*STATED EXERCISE*
Rescale the records starting at the line that contains "Mark the crowd" and ending at the line that contains "point(200, 77)". Write out only those lines, requests included, with each coordinate in the answers multiplied by 0.35 and rounded to a whole number, halves up.

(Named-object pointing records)
◇ ◇ ◇
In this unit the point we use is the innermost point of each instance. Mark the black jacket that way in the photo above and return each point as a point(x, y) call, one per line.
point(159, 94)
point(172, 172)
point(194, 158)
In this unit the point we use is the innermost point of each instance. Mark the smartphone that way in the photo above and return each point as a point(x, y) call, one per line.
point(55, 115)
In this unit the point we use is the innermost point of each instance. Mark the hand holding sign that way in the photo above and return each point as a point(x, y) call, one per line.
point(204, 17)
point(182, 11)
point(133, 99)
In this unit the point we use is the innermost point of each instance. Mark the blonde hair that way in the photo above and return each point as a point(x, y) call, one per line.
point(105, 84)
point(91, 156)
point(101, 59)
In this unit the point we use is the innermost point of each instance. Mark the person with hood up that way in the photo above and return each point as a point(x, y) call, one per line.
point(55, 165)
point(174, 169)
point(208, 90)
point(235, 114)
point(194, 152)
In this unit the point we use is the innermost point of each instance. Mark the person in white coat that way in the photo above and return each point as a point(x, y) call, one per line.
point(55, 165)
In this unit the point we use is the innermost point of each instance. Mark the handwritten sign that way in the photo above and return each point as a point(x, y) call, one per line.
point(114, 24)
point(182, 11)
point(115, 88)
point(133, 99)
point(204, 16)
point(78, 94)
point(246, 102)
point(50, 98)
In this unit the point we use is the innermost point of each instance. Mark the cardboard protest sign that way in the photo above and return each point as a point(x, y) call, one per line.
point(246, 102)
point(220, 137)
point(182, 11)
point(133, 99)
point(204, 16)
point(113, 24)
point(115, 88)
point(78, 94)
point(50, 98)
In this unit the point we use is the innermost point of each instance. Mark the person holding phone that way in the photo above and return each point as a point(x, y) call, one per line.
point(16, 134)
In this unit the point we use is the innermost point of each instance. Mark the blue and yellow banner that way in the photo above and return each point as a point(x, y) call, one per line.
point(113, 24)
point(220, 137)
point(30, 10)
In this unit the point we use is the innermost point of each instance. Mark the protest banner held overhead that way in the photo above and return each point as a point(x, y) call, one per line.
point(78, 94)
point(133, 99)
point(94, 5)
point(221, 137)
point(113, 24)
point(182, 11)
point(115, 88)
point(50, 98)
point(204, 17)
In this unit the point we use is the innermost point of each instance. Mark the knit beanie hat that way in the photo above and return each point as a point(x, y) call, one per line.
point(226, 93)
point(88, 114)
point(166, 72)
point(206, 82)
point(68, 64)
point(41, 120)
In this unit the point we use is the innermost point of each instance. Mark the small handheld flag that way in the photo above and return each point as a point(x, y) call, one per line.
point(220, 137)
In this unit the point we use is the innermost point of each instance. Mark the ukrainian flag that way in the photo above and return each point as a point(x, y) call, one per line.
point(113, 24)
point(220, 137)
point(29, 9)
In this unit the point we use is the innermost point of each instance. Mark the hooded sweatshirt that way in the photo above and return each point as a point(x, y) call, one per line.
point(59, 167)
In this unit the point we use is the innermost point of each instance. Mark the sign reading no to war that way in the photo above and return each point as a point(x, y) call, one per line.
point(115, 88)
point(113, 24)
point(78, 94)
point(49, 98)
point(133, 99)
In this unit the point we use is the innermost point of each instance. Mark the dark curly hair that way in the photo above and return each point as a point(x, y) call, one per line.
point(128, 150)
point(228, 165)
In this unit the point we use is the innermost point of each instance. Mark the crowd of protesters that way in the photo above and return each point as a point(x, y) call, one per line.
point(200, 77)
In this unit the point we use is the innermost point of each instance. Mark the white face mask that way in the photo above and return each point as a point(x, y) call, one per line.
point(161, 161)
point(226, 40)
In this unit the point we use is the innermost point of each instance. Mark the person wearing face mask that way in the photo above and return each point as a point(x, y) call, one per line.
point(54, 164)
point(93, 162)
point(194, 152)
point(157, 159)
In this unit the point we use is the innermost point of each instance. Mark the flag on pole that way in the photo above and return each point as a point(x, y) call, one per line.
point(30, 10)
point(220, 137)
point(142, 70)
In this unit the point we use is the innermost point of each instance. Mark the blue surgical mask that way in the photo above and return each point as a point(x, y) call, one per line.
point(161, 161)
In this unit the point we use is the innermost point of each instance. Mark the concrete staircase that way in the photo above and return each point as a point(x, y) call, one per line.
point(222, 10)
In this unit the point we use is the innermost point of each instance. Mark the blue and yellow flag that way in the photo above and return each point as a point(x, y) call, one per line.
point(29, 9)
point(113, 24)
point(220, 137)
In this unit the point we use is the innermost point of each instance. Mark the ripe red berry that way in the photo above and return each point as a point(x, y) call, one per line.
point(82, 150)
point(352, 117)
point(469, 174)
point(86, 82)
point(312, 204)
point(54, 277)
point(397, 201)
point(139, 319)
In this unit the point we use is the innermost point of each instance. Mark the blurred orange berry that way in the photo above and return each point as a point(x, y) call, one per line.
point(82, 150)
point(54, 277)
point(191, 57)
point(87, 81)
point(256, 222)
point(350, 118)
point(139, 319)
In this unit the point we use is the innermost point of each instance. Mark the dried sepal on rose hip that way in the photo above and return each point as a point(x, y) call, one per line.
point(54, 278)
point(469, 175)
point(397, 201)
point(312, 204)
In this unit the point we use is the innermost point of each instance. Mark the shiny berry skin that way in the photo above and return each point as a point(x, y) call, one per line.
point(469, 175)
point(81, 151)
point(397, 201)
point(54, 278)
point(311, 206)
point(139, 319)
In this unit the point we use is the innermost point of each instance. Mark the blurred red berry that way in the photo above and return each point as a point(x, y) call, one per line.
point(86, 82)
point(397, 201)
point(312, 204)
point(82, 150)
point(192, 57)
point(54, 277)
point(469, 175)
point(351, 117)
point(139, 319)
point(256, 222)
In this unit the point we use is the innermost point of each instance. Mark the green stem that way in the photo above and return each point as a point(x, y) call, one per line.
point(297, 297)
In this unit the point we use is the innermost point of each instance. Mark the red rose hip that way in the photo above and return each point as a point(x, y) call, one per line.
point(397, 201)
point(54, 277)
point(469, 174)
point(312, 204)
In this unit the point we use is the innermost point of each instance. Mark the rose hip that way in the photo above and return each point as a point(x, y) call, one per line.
◇ ◇ ◇
*FINISHED TASK*
In this unit the point we use is the innermost point of each instance. Mark the crowd of protesters that way in the photo above and return each point as a point(x, y) call, one per line.
point(70, 27)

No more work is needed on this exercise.